*** Trecho de origem ***

Há um provincianismo do pensamento do qual, como espécie, provavelmente jamais conseguiremos escapar por completo. Se hoje a maioria de nós tem visão ampla o bastante para não mais dividir o mundo, como fazia Aristóteles (384-322 AEC), entre “gregos” e “bárbaros” (estes últimos, incapazes de cultura e adequados para a escravidão), outros tantos ainda parecem presos – de modo mais ou menos consciente – à concepção de que o Universo é uma espécie de aldeia ampliada.

Essa ideia, da vila ou da família como microcosmo da Natureza, tem consequências tão graves quanto interessantes. Como o sucesso e a sobrevivência, dentro de uma estrutura social humana, dependem da capacidade de cada um de nós em afetar favoravelmente o comportamento das pessoas ao nosso redor – seja conquistando sua boa vontade, comprando seus serviços ou nos impondo pela força –, o mapeamento da aldeia sobre o Universo produz a imagem de um cosmo habitado por entidades que devem ser aduladas, conquistadas ou coagidas para que o indivíduo possa prosperar. Superstição, magia e religião são consequências lógicas desse quadro mental.

Outro efeito da projeção do provincianismo humano sobre o todo é a intuição profunda de que tudo serve a uma finalidade – todas as coisas e fenômenos têm “causas finais”, para voltar a Aristóteles: representam esforços em direção de alguma coisa.

***

■ Exercícios propostos:
a) Reproduza sem nenhuma alteração a parte do texto sobre o provincianismo do pensamento que começa nas palavras "Outro efeito da" e termina em "de alguma coisa.".
b) De acordo com o texto sobre o provincianismo do pensamento, em quais dois grupos Aristóteles dividia o mundo?

*** Registros selecionados ***

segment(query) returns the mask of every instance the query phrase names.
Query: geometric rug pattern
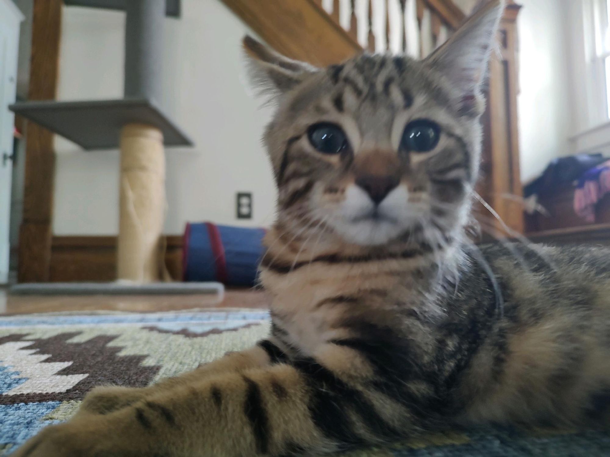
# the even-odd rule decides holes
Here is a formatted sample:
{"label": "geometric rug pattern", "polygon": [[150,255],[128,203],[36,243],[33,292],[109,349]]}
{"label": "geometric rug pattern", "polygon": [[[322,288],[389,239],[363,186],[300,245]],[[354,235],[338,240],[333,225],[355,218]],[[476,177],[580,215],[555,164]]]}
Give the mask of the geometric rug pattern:
{"label": "geometric rug pattern", "polygon": [[[143,387],[264,338],[264,310],[49,313],[0,317],[0,456],[66,420],[93,387]],[[350,457],[610,456],[600,431],[481,428]]]}

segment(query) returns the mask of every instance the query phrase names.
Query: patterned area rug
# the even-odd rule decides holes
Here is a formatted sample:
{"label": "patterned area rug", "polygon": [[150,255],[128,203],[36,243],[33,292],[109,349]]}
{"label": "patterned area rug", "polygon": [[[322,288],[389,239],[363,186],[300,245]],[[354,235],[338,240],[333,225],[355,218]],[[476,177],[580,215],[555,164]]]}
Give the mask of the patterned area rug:
{"label": "patterned area rug", "polygon": [[[263,338],[264,311],[0,317],[0,455],[65,420],[96,385],[144,386]],[[599,431],[481,429],[435,434],[351,457],[610,456]]]}

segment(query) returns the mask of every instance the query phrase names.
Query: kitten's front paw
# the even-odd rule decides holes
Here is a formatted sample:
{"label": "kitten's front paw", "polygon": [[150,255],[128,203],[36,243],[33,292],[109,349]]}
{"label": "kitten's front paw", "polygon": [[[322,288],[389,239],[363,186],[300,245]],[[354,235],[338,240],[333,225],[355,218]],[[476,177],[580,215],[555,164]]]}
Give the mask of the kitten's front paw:
{"label": "kitten's front paw", "polygon": [[107,414],[139,402],[145,397],[145,389],[131,387],[96,387],[87,394],[79,413]]}
{"label": "kitten's front paw", "polygon": [[26,442],[12,457],[93,457],[95,442],[67,424],[51,425]]}
{"label": "kitten's front paw", "polygon": [[45,427],[19,448],[12,457],[151,455],[154,439],[141,431],[138,433],[133,427],[130,428],[131,422],[121,421],[120,412],[118,417],[117,415],[117,413],[110,413],[104,416],[84,416],[65,423]]}

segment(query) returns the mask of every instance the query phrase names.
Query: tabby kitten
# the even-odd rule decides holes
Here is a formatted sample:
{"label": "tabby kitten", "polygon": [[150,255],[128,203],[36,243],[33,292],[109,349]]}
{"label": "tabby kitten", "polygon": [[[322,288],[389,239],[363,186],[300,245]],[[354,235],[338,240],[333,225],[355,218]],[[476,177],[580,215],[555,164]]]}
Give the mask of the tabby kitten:
{"label": "tabby kitten", "polygon": [[610,253],[477,252],[464,235],[502,6],[422,62],[319,69],[246,37],[278,102],[269,338],[156,386],[96,389],[16,455],[310,455],[607,414]]}

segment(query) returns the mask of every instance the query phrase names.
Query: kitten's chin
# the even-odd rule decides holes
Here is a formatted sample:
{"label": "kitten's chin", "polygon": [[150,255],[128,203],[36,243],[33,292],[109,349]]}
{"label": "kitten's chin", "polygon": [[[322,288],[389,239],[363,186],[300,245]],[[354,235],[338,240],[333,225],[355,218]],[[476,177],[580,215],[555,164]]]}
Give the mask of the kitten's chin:
{"label": "kitten's chin", "polygon": [[395,221],[371,218],[340,222],[333,228],[346,242],[361,246],[386,244],[405,230]]}

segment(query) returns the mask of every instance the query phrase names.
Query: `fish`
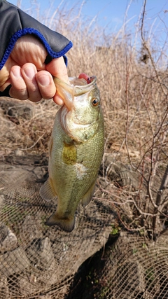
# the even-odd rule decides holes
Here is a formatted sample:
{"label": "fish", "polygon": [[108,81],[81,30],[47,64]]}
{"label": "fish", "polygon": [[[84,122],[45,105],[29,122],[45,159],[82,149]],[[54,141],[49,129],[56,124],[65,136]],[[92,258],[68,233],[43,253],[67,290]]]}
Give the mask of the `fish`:
{"label": "fish", "polygon": [[57,206],[45,223],[66,232],[75,227],[81,202],[92,200],[104,148],[103,112],[97,77],[69,77],[69,84],[54,78],[64,104],[56,113],[49,144],[49,177],[41,187],[46,200],[57,197]]}

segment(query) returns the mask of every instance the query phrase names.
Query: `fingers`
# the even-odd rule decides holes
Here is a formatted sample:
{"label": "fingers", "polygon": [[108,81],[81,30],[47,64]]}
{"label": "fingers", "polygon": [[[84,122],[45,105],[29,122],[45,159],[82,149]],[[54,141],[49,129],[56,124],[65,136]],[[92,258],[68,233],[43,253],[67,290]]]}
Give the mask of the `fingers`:
{"label": "fingers", "polygon": [[13,67],[10,82],[10,95],[20,99],[29,99],[36,102],[41,98],[50,99],[56,92],[51,74],[46,71],[37,72],[34,64],[31,63],[24,64],[22,68]]}
{"label": "fingers", "polygon": [[56,92],[52,76],[69,83],[67,69],[63,57],[54,59],[46,65],[46,70],[37,71],[32,63],[26,63],[22,67],[14,65],[10,71],[12,87],[10,95],[20,99],[29,99],[38,102],[42,98],[53,98],[54,102],[62,105],[63,99]]}
{"label": "fingers", "polygon": [[[63,57],[52,60],[46,65],[46,69],[55,77],[59,78],[66,83],[69,83],[67,69]],[[63,99],[58,92],[56,92],[53,97],[53,100],[58,105],[62,105],[64,103]]]}

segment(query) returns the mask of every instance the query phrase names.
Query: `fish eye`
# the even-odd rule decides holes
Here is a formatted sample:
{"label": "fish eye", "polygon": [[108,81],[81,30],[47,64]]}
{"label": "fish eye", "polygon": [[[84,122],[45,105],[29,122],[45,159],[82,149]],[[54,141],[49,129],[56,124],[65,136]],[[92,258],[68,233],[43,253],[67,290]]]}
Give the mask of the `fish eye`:
{"label": "fish eye", "polygon": [[94,97],[92,100],[92,104],[93,106],[97,106],[99,104],[99,101],[96,97]]}

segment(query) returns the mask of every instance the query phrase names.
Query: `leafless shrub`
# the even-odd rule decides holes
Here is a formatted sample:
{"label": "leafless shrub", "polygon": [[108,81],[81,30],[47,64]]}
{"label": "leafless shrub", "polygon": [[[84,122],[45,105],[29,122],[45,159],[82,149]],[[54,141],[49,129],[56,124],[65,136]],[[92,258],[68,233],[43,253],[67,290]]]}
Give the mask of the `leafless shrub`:
{"label": "leafless shrub", "polygon": [[[155,239],[168,227],[166,42],[161,50],[155,48],[155,36],[146,34],[146,0],[134,36],[126,19],[118,32],[106,36],[97,16],[83,17],[84,2],[69,11],[62,3],[53,12],[51,2],[45,18],[36,18],[73,41],[67,54],[69,76],[85,72],[97,77],[105,122],[104,157],[110,154],[112,160],[103,165],[110,188],[100,186],[95,196],[110,199],[128,230],[143,230]],[[47,151],[54,110],[44,101],[34,119],[18,125],[24,134],[15,147]],[[118,162],[138,174],[136,188],[110,182],[109,174]]]}

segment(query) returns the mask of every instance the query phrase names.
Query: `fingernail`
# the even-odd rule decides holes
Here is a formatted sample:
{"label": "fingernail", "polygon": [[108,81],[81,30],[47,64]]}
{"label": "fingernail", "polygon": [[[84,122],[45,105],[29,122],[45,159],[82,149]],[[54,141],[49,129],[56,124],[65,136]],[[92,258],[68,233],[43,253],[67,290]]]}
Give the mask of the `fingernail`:
{"label": "fingernail", "polygon": [[48,86],[50,83],[50,77],[48,75],[41,75],[41,76],[38,77],[38,81],[43,86]]}
{"label": "fingernail", "polygon": [[31,79],[35,75],[35,70],[33,67],[27,67],[24,69],[25,75],[29,78]]}
{"label": "fingernail", "polygon": [[21,72],[20,72],[20,68],[18,68],[18,67],[16,67],[15,69],[13,68],[11,71],[15,78],[20,78],[21,77]]}

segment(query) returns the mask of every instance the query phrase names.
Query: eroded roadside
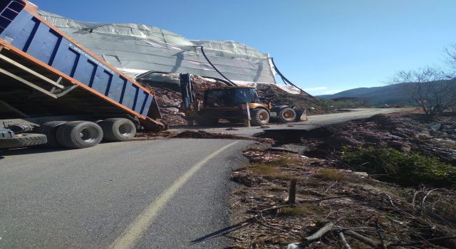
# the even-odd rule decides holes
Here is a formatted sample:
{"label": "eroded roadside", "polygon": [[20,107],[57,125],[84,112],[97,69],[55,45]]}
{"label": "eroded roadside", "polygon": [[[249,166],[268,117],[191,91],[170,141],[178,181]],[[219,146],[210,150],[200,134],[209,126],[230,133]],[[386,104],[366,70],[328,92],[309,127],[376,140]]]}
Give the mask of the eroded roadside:
{"label": "eroded roadside", "polygon": [[234,248],[456,248],[455,120],[409,112],[266,132],[275,144],[247,149],[251,164],[232,174]]}

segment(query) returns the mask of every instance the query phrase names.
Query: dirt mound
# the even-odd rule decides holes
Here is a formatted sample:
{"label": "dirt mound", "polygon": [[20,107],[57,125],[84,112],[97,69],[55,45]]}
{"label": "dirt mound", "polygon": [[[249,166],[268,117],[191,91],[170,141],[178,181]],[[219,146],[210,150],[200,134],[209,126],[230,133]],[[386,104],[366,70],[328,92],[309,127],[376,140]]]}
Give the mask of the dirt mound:
{"label": "dirt mound", "polygon": [[415,152],[456,164],[456,115],[428,117],[416,113],[378,115],[364,120],[328,127],[332,135],[315,148],[393,148]]}

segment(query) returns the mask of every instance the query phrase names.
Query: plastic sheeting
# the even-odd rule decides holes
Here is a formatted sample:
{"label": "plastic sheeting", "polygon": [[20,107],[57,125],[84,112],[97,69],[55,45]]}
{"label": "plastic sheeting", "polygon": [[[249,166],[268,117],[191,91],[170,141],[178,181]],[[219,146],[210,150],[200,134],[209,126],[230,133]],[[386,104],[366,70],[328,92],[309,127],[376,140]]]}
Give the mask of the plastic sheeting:
{"label": "plastic sheeting", "polygon": [[267,54],[234,41],[190,41],[144,24],[90,23],[41,10],[38,14],[130,76],[154,71],[222,78],[197,49],[203,46],[211,62],[230,80],[276,83]]}

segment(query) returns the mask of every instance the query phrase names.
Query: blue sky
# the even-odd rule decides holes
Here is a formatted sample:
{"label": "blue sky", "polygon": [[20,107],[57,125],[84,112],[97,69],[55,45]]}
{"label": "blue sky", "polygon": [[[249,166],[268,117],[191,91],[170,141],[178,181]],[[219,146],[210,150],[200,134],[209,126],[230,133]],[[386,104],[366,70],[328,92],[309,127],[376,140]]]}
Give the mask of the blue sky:
{"label": "blue sky", "polygon": [[145,23],[190,39],[269,53],[314,95],[383,85],[400,70],[443,63],[456,0],[34,0],[76,20]]}

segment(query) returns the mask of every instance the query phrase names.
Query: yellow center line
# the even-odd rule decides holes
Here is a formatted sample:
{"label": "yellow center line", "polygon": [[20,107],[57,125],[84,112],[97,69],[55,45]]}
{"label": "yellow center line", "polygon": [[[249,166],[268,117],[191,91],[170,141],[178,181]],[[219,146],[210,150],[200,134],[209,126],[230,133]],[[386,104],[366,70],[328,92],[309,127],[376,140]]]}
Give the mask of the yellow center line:
{"label": "yellow center line", "polygon": [[113,243],[109,248],[111,249],[128,249],[131,248],[139,240],[142,235],[146,232],[150,224],[157,218],[158,213],[163,209],[165,206],[172,198],[177,191],[190,178],[204,165],[209,160],[214,158],[220,152],[228,147],[234,145],[239,141],[234,142],[226,145],[211,154],[204,157],[202,160],[193,165],[188,171],[177,179],[173,184],[162,193],[158,198],[150,203],[147,207],[136,218],[136,219],[122,233],[122,234]]}

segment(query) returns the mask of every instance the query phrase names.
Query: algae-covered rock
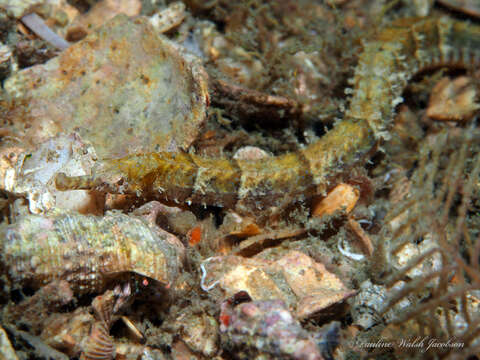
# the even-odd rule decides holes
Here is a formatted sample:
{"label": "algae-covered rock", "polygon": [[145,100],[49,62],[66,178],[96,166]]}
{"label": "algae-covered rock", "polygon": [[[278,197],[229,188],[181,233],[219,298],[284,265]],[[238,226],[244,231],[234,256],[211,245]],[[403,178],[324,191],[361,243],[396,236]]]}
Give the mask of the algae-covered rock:
{"label": "algae-covered rock", "polygon": [[204,121],[206,75],[145,18],[119,15],[5,83],[32,143],[76,131],[100,158],[186,149]]}

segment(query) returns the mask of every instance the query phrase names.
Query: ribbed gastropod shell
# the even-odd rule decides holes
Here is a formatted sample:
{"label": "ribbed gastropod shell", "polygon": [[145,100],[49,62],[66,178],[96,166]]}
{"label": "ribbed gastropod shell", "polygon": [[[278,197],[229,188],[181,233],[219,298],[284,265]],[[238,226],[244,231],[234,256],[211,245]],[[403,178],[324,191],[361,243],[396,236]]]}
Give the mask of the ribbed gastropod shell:
{"label": "ribbed gastropod shell", "polygon": [[172,284],[184,257],[176,237],[117,212],[27,215],[4,229],[0,241],[12,284],[38,288],[62,279],[79,293],[100,292],[132,273]]}

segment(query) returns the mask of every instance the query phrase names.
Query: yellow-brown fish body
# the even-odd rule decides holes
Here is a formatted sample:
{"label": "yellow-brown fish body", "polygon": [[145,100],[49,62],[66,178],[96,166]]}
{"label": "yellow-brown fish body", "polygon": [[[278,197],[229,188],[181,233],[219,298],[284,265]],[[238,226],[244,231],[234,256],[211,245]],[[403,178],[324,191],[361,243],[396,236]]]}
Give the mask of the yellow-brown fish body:
{"label": "yellow-brown fish body", "polygon": [[159,200],[235,208],[282,208],[325,192],[332,181],[388,139],[395,107],[425,69],[480,63],[480,27],[447,18],[403,19],[367,42],[350,80],[343,121],[305,149],[260,160],[186,153],[136,154],[103,161],[91,177],[59,174],[59,189],[136,193]]}

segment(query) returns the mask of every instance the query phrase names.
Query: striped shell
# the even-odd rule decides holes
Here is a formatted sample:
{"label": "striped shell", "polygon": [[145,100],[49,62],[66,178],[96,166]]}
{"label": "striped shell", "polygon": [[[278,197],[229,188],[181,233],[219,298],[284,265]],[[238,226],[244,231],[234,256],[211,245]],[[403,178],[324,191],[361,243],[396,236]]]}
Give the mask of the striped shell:
{"label": "striped shell", "polygon": [[1,259],[8,276],[33,288],[63,279],[77,292],[100,292],[131,273],[165,285],[175,281],[184,256],[174,236],[115,212],[28,215],[4,231]]}

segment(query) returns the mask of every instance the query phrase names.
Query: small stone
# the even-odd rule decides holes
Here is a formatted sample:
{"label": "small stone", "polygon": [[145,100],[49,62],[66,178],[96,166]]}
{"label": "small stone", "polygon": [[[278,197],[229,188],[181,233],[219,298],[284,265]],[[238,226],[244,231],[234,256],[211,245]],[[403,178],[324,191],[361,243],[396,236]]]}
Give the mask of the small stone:
{"label": "small stone", "polygon": [[28,104],[13,121],[27,141],[76,131],[103,159],[186,150],[205,120],[206,79],[146,18],[118,15],[5,89]]}
{"label": "small stone", "polygon": [[299,319],[355,294],[323,264],[298,251],[289,251],[276,261],[258,256],[219,256],[212,258],[205,268],[206,282],[218,281],[225,296],[246,291],[253,300],[281,299]]}

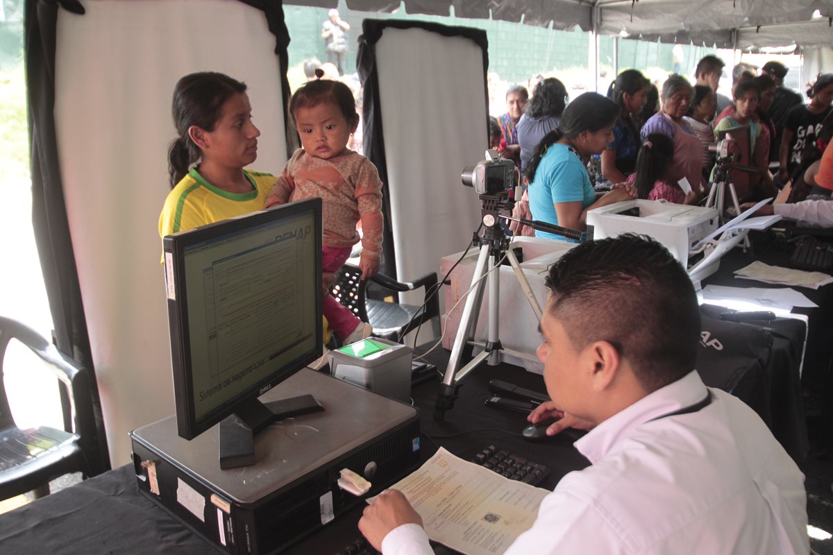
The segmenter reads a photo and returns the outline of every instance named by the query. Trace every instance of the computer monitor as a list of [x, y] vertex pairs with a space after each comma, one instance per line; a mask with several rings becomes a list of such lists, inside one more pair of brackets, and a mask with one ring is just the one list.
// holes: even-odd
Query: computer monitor
[[[253, 434], [291, 415], [257, 398], [322, 354], [321, 200], [162, 245], [177, 432], [192, 439], [222, 422], [221, 467], [253, 464]], [[317, 405], [308, 395], [289, 404]]]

***

■ Soluções dos exercícios:
a)
Outro efeito da projeção do provincianismo humano sobre o todo é a intuição profunda de que tudo serve a uma finalidade – todas as coisas e fenômenos têm “causas finais”, para voltar a Aristóteles: representam esforços em direção de alguma coisa.

b) Entre gregos e bárbaros.